* Work item
Please restate, word for word, the lines below that begin at the one with "Target: tree line" and end at the one with "For every instance of the foliage". Leave out all other lines.

━━ Data under study

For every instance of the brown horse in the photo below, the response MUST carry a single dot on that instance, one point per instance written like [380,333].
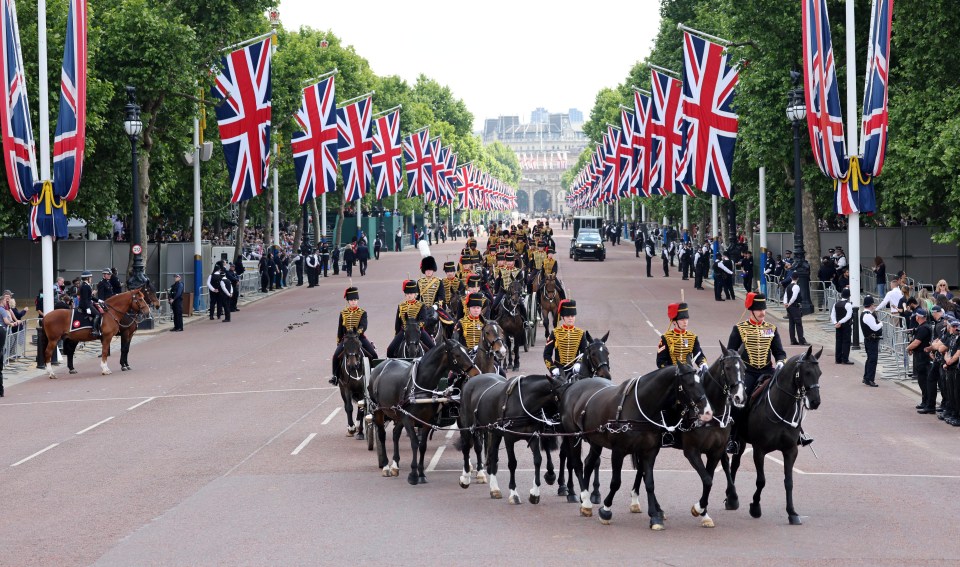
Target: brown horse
[549,303]
[121,315]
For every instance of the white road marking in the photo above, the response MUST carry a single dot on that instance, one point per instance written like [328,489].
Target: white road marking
[303,444]
[330,417]
[99,423]
[436,458]
[133,407]
[40,452]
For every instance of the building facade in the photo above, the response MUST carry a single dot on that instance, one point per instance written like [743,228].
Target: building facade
[546,147]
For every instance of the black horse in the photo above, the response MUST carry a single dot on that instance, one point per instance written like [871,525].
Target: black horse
[773,420]
[723,384]
[512,321]
[350,380]
[629,419]
[507,410]
[594,363]
[403,391]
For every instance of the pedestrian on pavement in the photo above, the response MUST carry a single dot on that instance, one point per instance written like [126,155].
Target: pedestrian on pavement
[791,301]
[841,316]
[176,302]
[872,331]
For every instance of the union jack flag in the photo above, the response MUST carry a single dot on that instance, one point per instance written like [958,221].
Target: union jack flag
[355,145]
[667,159]
[709,122]
[315,148]
[640,176]
[419,163]
[387,169]
[244,86]
[19,149]
[873,135]
[822,95]
[70,137]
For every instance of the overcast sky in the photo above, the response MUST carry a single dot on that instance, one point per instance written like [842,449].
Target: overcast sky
[500,57]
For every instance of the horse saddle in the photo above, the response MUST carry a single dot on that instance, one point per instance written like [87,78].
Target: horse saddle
[80,320]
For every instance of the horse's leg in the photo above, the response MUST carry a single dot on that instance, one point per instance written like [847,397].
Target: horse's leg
[514,498]
[647,459]
[535,447]
[758,457]
[616,462]
[493,462]
[424,435]
[699,509]
[413,477]
[105,353]
[732,501]
[789,458]
[347,407]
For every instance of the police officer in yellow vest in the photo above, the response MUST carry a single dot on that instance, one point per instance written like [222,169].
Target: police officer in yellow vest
[410,308]
[678,343]
[566,343]
[352,320]
[469,329]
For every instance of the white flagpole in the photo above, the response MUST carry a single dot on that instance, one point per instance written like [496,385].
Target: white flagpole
[46,243]
[853,219]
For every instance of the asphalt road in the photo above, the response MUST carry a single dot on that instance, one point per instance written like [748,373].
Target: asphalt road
[226,446]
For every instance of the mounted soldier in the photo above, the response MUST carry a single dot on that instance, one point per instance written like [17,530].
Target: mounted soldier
[353,319]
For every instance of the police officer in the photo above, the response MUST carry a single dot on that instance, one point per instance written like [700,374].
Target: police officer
[841,316]
[872,331]
[566,343]
[104,287]
[410,308]
[678,343]
[353,319]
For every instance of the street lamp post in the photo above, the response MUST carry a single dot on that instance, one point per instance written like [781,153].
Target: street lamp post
[133,127]
[797,112]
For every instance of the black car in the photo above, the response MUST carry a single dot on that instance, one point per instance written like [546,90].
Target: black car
[588,245]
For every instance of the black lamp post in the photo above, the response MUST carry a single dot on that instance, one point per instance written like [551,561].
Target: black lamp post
[133,127]
[796,113]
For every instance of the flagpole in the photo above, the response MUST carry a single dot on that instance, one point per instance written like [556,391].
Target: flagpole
[853,219]
[46,242]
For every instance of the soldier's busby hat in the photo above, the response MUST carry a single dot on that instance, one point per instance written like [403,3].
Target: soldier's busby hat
[568,307]
[755,301]
[428,263]
[677,311]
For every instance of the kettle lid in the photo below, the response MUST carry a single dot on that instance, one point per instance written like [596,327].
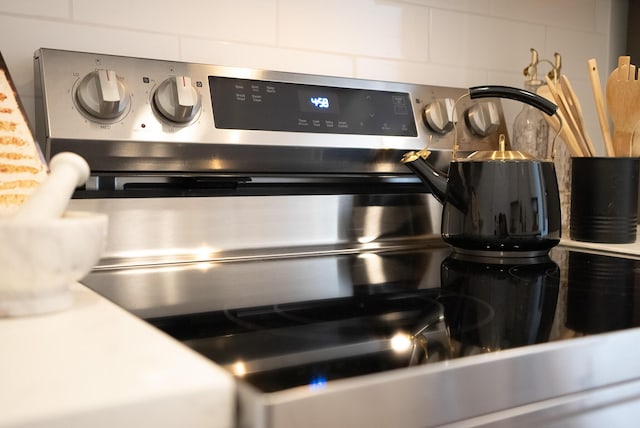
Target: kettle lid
[500,154]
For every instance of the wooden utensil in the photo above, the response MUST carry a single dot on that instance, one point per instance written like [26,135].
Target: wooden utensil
[623,103]
[569,120]
[554,122]
[596,88]
[573,103]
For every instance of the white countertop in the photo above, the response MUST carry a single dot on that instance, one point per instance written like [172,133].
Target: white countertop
[95,365]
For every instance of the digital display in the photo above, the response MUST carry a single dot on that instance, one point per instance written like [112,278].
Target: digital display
[293,107]
[318,101]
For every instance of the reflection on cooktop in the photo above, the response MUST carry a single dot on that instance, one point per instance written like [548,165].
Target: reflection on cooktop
[368,313]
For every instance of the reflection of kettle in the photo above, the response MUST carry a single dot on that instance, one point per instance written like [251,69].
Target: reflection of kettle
[498,306]
[500,203]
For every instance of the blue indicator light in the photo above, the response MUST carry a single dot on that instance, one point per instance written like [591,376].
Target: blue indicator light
[317,382]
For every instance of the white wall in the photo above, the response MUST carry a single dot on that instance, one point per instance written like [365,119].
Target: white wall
[441,42]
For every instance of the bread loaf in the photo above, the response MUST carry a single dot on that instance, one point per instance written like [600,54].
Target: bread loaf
[21,166]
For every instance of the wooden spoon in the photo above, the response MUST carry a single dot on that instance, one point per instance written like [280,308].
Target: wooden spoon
[623,103]
[569,120]
[573,103]
[596,88]
[554,122]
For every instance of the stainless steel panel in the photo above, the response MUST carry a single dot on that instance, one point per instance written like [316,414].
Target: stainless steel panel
[151,230]
[140,141]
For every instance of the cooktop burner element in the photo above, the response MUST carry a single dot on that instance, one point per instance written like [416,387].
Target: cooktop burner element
[466,307]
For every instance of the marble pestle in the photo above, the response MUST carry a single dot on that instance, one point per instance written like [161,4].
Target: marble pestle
[66,172]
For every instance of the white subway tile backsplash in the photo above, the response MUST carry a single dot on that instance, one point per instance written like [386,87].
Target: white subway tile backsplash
[239,20]
[377,69]
[475,6]
[265,57]
[475,41]
[44,9]
[574,14]
[576,47]
[441,42]
[358,27]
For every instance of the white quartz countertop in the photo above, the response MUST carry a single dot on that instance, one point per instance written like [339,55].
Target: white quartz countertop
[95,365]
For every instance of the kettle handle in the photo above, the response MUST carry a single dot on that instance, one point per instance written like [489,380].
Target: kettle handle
[517,94]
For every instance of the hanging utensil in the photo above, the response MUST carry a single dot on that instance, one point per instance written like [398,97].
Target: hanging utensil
[596,88]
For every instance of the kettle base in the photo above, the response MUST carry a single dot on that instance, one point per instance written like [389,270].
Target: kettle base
[502,254]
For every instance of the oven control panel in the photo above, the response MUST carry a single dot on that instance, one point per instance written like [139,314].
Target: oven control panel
[137,114]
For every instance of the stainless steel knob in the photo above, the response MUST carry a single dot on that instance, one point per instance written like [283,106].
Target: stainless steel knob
[438,116]
[483,118]
[102,95]
[177,99]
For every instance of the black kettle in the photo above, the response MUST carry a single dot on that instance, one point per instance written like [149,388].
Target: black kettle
[496,203]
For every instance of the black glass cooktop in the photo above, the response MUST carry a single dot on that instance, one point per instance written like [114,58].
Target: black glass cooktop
[282,323]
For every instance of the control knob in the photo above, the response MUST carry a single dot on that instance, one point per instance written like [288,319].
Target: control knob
[483,118]
[102,95]
[177,99]
[438,116]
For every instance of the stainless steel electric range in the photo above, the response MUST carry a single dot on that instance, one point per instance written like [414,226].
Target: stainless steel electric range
[264,220]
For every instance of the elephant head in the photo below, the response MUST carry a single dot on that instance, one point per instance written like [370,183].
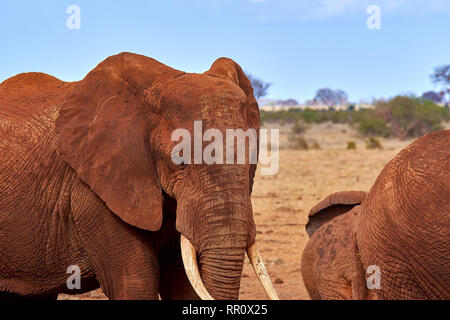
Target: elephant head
[115,131]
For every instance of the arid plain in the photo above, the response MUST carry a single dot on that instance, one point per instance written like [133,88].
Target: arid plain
[281,202]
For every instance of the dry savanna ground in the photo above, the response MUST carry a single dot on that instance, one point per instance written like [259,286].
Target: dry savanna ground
[281,202]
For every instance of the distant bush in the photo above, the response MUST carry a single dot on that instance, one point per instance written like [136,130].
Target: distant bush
[410,117]
[298,127]
[373,143]
[372,125]
[315,146]
[299,143]
[403,117]
[351,145]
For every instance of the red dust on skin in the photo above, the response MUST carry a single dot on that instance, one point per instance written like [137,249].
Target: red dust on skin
[89,168]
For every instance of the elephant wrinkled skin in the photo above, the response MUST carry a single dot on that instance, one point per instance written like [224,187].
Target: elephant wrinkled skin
[86,179]
[401,228]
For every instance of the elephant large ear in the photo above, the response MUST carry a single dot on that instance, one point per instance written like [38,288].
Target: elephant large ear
[103,129]
[226,68]
[334,205]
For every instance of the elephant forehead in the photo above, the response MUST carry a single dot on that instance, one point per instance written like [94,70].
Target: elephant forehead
[204,91]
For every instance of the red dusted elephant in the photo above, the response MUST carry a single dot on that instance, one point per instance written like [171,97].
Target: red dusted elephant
[86,179]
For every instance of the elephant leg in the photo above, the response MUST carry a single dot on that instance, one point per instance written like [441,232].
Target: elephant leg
[174,284]
[123,259]
[7,296]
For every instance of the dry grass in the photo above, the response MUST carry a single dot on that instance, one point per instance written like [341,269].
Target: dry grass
[281,202]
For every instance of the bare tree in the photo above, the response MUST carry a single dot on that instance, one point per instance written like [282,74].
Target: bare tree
[441,76]
[260,87]
[434,96]
[330,97]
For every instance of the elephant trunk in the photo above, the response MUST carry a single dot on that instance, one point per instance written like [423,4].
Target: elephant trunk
[214,267]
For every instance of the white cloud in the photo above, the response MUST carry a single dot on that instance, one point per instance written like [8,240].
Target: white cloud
[326,9]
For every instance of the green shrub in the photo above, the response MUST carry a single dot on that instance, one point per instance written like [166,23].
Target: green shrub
[351,145]
[298,127]
[299,143]
[315,146]
[373,143]
[371,125]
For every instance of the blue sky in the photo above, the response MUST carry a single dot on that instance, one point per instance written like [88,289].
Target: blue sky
[299,46]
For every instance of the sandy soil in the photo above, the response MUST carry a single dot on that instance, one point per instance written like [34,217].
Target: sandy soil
[281,202]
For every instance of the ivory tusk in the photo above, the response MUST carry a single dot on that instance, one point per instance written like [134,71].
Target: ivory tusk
[261,272]
[190,266]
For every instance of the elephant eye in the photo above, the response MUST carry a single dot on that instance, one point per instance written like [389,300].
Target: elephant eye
[182,165]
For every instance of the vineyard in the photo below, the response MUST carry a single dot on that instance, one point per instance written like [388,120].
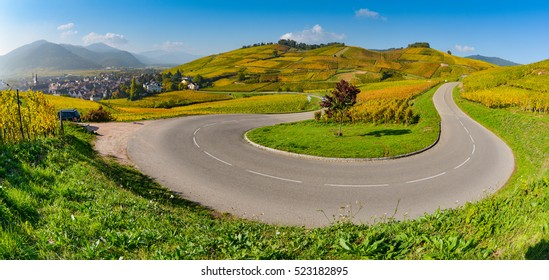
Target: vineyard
[29,117]
[281,68]
[124,110]
[390,102]
[525,87]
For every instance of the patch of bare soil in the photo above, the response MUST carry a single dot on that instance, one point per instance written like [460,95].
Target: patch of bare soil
[112,139]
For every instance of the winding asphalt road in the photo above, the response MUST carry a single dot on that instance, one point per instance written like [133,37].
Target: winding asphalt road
[205,159]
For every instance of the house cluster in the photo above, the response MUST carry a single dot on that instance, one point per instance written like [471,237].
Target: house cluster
[92,88]
[152,87]
[188,82]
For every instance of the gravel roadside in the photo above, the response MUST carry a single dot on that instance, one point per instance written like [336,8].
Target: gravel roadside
[112,139]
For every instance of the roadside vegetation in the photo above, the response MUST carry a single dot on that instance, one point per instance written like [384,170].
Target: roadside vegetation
[60,200]
[185,103]
[524,87]
[25,116]
[385,135]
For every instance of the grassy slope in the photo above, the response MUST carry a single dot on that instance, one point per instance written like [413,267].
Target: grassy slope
[59,200]
[359,140]
[124,110]
[322,68]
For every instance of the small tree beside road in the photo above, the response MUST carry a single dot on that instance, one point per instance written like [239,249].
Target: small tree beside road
[343,97]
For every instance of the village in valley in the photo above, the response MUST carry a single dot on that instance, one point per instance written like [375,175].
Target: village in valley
[108,85]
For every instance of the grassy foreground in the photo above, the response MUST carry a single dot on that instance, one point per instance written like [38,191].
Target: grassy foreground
[60,200]
[359,140]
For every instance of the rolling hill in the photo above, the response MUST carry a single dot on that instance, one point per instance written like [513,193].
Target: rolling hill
[278,67]
[494,60]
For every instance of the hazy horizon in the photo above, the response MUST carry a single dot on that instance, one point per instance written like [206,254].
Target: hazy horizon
[492,28]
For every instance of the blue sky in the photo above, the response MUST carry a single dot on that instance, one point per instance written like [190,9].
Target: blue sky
[514,30]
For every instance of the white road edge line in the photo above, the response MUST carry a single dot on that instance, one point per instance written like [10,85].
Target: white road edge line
[220,160]
[356,186]
[208,125]
[424,179]
[462,163]
[274,177]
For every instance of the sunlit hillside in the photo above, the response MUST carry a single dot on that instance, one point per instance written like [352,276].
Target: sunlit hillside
[525,87]
[281,68]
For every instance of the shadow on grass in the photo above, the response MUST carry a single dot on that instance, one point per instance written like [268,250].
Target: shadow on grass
[127,177]
[539,251]
[388,132]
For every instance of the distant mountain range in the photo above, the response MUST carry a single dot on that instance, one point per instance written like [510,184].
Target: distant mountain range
[494,60]
[43,56]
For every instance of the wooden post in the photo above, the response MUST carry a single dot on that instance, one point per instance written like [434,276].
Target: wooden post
[20,117]
[61,122]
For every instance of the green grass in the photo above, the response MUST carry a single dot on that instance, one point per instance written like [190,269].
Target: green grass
[359,140]
[167,99]
[60,200]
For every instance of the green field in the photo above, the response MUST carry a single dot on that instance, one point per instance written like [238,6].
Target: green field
[359,140]
[167,99]
[199,103]
[60,200]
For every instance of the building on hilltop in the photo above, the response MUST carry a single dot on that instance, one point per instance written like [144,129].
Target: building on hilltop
[152,87]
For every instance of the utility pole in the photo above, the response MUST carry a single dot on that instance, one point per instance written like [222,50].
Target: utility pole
[20,117]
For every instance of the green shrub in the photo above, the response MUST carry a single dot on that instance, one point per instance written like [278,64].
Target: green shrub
[99,115]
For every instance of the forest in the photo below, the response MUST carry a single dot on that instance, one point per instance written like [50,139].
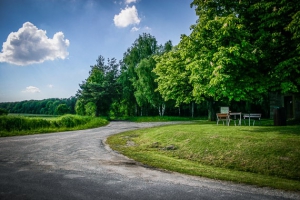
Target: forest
[237,53]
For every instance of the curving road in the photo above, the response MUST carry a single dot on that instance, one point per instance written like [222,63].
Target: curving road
[78,165]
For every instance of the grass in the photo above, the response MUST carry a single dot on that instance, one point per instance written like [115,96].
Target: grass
[264,155]
[13,125]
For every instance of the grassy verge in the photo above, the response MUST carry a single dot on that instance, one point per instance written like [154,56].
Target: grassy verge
[13,125]
[266,156]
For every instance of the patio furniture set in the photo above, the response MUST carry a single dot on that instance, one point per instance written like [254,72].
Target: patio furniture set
[226,116]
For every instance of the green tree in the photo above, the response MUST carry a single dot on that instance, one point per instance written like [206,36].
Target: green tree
[101,87]
[62,109]
[3,111]
[143,47]
[145,85]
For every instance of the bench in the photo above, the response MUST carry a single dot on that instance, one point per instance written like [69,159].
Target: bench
[250,116]
[224,117]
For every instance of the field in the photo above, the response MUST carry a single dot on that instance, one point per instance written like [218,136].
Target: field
[263,155]
[26,124]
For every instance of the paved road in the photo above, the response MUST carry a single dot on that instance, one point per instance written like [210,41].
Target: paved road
[78,165]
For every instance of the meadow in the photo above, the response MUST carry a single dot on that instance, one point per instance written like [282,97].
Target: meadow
[264,155]
[26,124]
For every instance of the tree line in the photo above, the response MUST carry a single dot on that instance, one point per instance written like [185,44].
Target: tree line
[52,106]
[237,53]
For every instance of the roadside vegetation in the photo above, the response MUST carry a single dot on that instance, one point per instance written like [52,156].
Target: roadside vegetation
[12,125]
[265,156]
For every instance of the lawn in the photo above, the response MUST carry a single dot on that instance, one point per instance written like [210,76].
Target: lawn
[259,155]
[13,125]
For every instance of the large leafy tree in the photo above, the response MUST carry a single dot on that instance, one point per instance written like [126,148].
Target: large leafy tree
[143,48]
[99,90]
[250,47]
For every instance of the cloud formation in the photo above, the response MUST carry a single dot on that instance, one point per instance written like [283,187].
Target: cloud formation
[127,17]
[134,29]
[31,45]
[130,1]
[31,89]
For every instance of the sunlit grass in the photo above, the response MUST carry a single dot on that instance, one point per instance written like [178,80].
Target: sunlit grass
[13,125]
[260,155]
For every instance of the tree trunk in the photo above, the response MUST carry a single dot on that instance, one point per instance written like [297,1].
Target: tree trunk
[211,111]
[193,105]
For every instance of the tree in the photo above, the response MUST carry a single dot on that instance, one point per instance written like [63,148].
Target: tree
[3,111]
[100,88]
[62,109]
[143,47]
[145,86]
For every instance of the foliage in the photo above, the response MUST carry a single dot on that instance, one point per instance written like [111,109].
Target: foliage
[45,106]
[100,89]
[260,155]
[132,78]
[245,49]
[3,111]
[62,109]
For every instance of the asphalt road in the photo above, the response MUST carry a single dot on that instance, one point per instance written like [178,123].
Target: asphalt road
[79,165]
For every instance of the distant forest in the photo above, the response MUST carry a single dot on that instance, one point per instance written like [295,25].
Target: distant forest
[53,106]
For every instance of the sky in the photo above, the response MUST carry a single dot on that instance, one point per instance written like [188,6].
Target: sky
[48,46]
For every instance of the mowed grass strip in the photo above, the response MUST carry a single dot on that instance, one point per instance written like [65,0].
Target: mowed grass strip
[266,156]
[13,125]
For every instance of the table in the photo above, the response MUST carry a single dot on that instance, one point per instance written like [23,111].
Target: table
[235,114]
[253,116]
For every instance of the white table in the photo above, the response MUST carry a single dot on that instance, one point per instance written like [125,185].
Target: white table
[235,114]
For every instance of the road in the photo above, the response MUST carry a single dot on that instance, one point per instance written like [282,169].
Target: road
[79,165]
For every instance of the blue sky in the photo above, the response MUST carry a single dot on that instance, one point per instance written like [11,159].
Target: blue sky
[48,46]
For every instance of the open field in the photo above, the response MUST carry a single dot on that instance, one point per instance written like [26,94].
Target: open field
[264,155]
[12,125]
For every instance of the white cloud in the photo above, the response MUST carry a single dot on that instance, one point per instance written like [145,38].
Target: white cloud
[31,89]
[127,17]
[147,28]
[130,1]
[134,29]
[50,86]
[31,45]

━━━━

* Problem solution
Target: tree line
[52,106]
[237,53]
For every instance of the roadside vegetation in the photo above, the response MUST carry a single dot on that instance, one point per instance written like [52,156].
Target: roadside vegetation
[12,125]
[265,156]
For every instance of the lawn in the photo above, the response MUST carry a single dot on that instance, one point per instance written like [210,76].
Target: lawn
[259,155]
[13,125]
For every instance of the large leafy tree in the photo above, the response MUST carry a single dot on that instance, one point per instance written like [126,148].
Target: large leafy tree
[143,48]
[99,90]
[250,47]
For every instance of the cloud formation in the photo above, the response MUST carry a single dot on that instance, one point per instance written like [283,187].
Target: cloud formation
[127,17]
[134,29]
[31,45]
[130,1]
[31,89]
For every instance of the sunlit grass in the photo above, the response MUST carry a single dot on that instance, one point per instance written like [178,80].
Target: sunlit grass
[13,125]
[260,155]
For every instance of the tree trunk in the photo above, the response MUST carry a single dot on that instance, one point per instance written like [297,1].
Target: tree trunk
[211,111]
[193,105]
For every instance of the tree in the photo above, the response MUST carry a single dot on that instance, one point per instance written like [63,148].
Target: tree
[3,111]
[100,88]
[62,109]
[143,47]
[145,86]
For every instance of the foliage in the photo above, the response MUST carry a single dot on that instance, one point per instance written like [111,109].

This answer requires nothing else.